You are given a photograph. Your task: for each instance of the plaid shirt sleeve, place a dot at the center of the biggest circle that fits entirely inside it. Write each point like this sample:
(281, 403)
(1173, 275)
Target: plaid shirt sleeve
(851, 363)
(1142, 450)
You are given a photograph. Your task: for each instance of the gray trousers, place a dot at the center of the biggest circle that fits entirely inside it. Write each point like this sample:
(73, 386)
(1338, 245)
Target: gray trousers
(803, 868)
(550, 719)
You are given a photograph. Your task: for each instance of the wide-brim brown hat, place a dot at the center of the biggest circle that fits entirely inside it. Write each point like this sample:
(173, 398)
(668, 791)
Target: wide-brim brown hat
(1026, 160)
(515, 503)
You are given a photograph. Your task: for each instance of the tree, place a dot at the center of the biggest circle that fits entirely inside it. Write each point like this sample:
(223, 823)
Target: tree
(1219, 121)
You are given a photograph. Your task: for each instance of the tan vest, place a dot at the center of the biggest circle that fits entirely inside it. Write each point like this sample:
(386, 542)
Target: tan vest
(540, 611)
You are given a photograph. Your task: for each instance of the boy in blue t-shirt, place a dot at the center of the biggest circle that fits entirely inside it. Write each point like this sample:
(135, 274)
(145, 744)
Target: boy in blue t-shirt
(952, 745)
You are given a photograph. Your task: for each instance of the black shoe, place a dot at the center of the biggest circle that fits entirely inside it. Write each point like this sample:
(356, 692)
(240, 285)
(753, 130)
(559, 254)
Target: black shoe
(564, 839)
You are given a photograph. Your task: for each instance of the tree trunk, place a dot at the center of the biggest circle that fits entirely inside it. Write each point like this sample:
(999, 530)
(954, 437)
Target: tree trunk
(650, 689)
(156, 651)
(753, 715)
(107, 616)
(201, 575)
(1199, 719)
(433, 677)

· · · ·

# DIRECTION
Starting at the line that has "tan vest, place" and running through the end of the items, write out every line again, with 106 added to both coordinates of each answer point. Leave each item's wording and its sample points unchanged.

# TASK SOLUTION
You are given a photograph. Your task: for each instance of the tan vest, place a dot at the center of the biggest circle that fits entirely inside it. Write each point like this sample:
(386, 542)
Target: tan vest
(646, 717)
You are given a photograph. Your task: for each instance of the boy in blue t-shirt, place a dot at the center of the biggest circle that fits entirely inside it. Write each point like this sample:
(135, 274)
(145, 744)
Target: boy in blue t-shirt
(1058, 851)
You are given a photograph. Your task: for each instance of the black shoe, place a dot at the center of the biggest circle that fits entirely inside it. Write each point like this sample:
(356, 692)
(240, 285)
(753, 130)
(559, 254)
Target: black shoe
(670, 945)
You are given a photograph. Your task: for each instance of the tree trunk, place a dot at the center of the biggest circle that fits entirely inside it. Write each point like this sample:
(999, 530)
(954, 437)
Target: tree trunk
(756, 795)
(262, 757)
(859, 821)
(213, 722)
(307, 681)
(1305, 825)
(539, 783)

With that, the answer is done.